_Your task_
Can you retype only the lines from the one with "Please put a point on each instance of the dark" through the final line of the material, exactly as given?

_Records supplied_
★ ★ ★

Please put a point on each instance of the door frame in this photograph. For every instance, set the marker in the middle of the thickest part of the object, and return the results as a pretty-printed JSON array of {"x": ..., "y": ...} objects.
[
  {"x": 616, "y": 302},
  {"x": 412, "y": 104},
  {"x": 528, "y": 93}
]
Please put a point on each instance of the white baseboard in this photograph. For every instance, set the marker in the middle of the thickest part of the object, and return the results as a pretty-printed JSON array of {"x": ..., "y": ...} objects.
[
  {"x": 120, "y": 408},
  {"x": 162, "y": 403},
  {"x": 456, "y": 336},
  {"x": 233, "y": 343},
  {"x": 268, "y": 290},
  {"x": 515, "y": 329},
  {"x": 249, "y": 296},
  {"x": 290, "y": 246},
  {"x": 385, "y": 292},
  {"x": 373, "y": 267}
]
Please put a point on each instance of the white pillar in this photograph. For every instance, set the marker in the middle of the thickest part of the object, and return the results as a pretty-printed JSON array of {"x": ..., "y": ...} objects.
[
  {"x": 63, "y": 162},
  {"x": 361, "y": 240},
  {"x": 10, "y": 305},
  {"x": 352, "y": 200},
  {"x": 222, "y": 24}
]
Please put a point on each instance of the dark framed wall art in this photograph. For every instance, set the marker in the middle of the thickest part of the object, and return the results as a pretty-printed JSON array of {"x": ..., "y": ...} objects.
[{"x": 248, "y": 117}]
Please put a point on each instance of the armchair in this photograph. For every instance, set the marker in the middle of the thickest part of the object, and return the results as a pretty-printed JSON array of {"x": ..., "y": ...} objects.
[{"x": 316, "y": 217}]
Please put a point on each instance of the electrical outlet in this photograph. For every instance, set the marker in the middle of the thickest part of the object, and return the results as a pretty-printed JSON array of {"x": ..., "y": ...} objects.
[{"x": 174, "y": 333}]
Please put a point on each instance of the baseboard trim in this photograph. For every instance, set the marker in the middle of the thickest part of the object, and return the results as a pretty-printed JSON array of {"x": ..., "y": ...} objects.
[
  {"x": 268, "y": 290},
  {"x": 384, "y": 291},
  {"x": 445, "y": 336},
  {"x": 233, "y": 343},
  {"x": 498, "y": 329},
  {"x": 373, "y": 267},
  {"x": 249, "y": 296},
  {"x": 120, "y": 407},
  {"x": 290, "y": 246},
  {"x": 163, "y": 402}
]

★ ★ ★

_Finished task_
Please put a point on each instance of the dark framed wall art in this photograph. For every instance, set the marker in the middle of the thickest part of the object, and return the results as a pretty-printed JSON array of {"x": ..., "y": ...} objects.
[{"x": 248, "y": 117}]
Please put a point on each instance of the armchair in this photograph. For every instance, set the marker in the middle of the thickest part of the object, and return the results as a pretty-printed JSON array of {"x": ..., "y": ...} objects.
[{"x": 316, "y": 217}]
Please put a point on each instance of the electrical outlet in this photograph. For every instance, set the marker in the middle of the thickest part of the object, and return the results as a pretty-printed JSON array of {"x": ..., "y": ...} objects.
[{"x": 174, "y": 333}]
Please put a point on each instance of the baseboard trim in this photograph. For every instance, set the marker in the middle of the thickest part of the object, and return the results as a pretty-printed JSON array of {"x": ..., "y": ...} objects.
[
  {"x": 268, "y": 290},
  {"x": 384, "y": 291},
  {"x": 445, "y": 336},
  {"x": 233, "y": 343},
  {"x": 498, "y": 329},
  {"x": 373, "y": 267},
  {"x": 249, "y": 296},
  {"x": 120, "y": 407},
  {"x": 290, "y": 246},
  {"x": 163, "y": 402}
]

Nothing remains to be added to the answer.